Filho da Mãe, Hugo Gonçalves

Gonçalves, Hugo (2019). Filho da Mãe. Lisboa: Companhia das Letras.

Nº de páginas: 240

Início da Leitura: 09/06/2021

Fim da Leitura: 11/06/2021

 


Filho da Mãe é um romance biográfico de Hugo Gonçalves, no qual o autor faz uma incursão ao passado, na tentativa de recordar a mãe, o impacto que a sua doença e morte tiveram nele.

Não foi um tema fácil para mim, uma vez que me revejo sobretudo no que concerne à doença, de que foram vítimas os meus pais, com 49 e 55 anos.

Num relato pessoal e introspetivo, começa por nos contar sobre o momento em que perdeu a mãe, em 1985, tinha ela apenas 32 anos e ele 8. Vai intercalando vários momentos da sua vida, numa busca pelo passado, por tudo o que ficou esquecido nas brumas da memória e a procura que fez, ouvindo familiares e amigos que, de alguma forma, conheceram a mãe.

Em 2015, a avó entrega-lhe um saco de plástico com o testamento do avô, que ele só abrirá um ano depois.

Sobre a doença da mãe pouco sabia e pouco ficou a saber pelo pai que se fechou “à beira do precipício de uma depressão”.

Recorda que, quando tinha 8 anos, sabendo que a mãe estava doente, embora não se falasse nisso, achava que “se andasse pela casa de joelhos, esfolando a pele”, as suas feridas poderiam, de alguma maneira, substituir as da sua mãe. Nesta altura, combatia o mistério da doença, refugiando-se no sobrenatural e na ficção. Estas são breves recordações. Muitas são as perguntas que se coloca, uma vez que grande parte das suas vidas “em comum foi apagada”. Sabia apenas que “A doença era uma criatura incorpórea, capaz de atravessar paredes” e “O cancro: um apaixonado pacto suicida unilateral”.

Em breves conversas com o pai, anos depois, fica a saber que ele e a mãe tinham uma forte ligação.

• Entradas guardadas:

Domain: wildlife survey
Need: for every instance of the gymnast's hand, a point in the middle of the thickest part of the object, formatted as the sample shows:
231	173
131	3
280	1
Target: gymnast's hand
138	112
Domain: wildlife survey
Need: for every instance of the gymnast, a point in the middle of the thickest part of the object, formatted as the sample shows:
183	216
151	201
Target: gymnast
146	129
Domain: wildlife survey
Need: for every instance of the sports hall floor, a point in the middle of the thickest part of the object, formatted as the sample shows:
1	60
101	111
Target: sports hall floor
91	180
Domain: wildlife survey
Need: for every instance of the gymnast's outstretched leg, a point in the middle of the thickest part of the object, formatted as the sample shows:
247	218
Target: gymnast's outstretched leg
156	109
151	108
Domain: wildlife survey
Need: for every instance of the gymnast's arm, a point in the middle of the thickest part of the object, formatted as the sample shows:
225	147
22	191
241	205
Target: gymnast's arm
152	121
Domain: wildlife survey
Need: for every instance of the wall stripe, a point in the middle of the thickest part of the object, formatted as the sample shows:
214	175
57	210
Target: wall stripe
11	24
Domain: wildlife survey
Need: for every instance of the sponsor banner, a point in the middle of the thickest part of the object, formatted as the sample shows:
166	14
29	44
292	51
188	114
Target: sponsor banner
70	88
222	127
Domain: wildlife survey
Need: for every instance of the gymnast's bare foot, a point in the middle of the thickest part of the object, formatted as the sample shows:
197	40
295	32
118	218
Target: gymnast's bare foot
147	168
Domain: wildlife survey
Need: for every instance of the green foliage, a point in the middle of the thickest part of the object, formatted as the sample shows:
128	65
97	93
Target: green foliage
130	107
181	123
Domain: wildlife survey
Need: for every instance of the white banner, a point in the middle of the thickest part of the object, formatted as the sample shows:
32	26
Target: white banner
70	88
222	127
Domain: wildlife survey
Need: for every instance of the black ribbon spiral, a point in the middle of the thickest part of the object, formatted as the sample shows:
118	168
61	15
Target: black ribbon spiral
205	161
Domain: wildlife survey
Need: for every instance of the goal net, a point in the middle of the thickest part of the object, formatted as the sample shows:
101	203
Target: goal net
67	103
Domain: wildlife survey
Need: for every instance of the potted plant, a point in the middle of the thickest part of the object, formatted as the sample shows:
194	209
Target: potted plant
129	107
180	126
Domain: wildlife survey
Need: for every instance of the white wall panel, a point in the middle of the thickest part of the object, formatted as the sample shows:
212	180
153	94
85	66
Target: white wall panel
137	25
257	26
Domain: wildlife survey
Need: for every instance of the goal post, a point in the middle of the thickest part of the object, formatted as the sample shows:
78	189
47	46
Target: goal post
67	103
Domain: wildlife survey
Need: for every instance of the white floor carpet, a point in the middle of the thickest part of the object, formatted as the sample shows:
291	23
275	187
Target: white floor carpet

• O QUE FAZER:
1 - Segundo a crítica a Filho da Mãe, que idade tinham a mãe e o filho quando ela morreu?
2 - Na crítica a Filho da Mãe, por que razão o tema não foi fácil para quem a escreve?
3 - Escreva a continuação da crítica a Filho da Mãe, depois da última frase.

• RESPOSTAS:
1 - Ela tinha 32 anos e ele 8.

2 - Quem escreve a crítica revê-se no que o livro conta, sobretudo no que toca à doença. Essa doença também vitimou os seus pais, com 49 e 55 anos.

3 -
Quando a mãe morreu, “…sentia a brutalidade da sua ausência – inarredável, sem solução, o silêncio soprado nas veias como no interior das paredes de uma casa devoluta.”

No momento em que o pai refez a sua vida com Rita, ele passou a andar com uma foto dela para não lidar “mais com o constrangimento de dizer aos novos colegas” que a mãe tinha morrido.

Aos 17 anos, entregou-se aos vícios - sexo, drogas e álcool – formas de “escapismo, um recurso simples para algo profundo”, porque “por vezes, revolta e autodestruição são a mesma coisa”.

Com quase 40 anos, assume, pela primeira vez, que a perda exige o luto. Foi então que abriu o testamento do avô.

Termino com mais uma frase do autor, que, quanto a mim, resume bem esta obra: “de todos os eventos biográficos da família, nenhum foi tão decisivo e irrevogável. A ausência da minha mãe é aquilo que sou”, sendo que a sua maior mágoa foi nunca se ter despedido da mãe.

Este foi um livro que li de forma íntima, revendo-me na dor sentida, nas perguntas que o autor ia colocando (“Como era a voz dela? Como era a voz do seu cansaço ou entrecortada por um soluço?... Qual o tom do seu riso? Cantava ao estender a roupa? Como dizia o meu nome?").

É impossível ficar indiferente, por exemplo, quando, ao falar do pai, refere: “Um homem que teve de a deixar no hospital, entregue a estranhos, que pegariam no corpo e o levariam para a morgue…O meu pai esperou na sala de embarque e entrou no avião sabendo que, nas duas horas e meia que se seguiam, a sua mulher morta estaria no porão, debaixo dos seus pés, viajando a três quilómetros da face da terra onde seria enterrada”.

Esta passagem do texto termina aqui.